■ Task statement:
Lines containing the word "ground" in the data below: say how many, with no other text.

(Saved entries)
---+---
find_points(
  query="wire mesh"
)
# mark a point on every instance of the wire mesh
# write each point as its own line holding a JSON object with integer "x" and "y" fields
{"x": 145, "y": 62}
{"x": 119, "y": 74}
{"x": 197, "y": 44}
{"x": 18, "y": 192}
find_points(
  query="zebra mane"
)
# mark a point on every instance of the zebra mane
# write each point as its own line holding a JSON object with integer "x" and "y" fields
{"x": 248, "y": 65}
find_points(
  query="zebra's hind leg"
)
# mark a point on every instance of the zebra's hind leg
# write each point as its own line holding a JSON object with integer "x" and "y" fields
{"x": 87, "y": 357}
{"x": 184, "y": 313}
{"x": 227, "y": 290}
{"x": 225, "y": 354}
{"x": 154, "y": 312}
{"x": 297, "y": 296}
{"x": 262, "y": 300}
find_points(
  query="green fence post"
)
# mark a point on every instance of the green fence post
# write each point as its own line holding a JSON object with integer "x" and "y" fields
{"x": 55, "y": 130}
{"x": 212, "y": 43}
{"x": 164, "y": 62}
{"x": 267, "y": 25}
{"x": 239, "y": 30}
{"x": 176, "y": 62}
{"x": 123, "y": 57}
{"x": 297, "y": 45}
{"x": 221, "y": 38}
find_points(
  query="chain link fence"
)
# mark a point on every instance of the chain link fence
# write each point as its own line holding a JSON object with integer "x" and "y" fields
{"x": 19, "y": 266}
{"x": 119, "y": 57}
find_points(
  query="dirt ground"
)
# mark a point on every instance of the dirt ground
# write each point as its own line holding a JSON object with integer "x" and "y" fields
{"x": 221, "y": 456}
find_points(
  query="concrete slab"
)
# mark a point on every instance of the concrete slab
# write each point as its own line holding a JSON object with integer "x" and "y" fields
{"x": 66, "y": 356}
---+---
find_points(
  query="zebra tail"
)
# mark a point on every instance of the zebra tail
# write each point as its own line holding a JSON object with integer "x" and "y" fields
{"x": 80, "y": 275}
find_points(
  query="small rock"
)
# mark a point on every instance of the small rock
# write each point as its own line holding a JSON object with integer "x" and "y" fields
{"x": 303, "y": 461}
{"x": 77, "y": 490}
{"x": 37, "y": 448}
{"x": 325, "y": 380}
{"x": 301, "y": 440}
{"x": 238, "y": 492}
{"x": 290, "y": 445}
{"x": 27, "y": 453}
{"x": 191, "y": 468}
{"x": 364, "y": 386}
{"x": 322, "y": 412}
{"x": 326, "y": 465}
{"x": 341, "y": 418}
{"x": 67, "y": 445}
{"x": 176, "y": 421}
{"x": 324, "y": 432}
---+---
■ Answer for this exercise:
2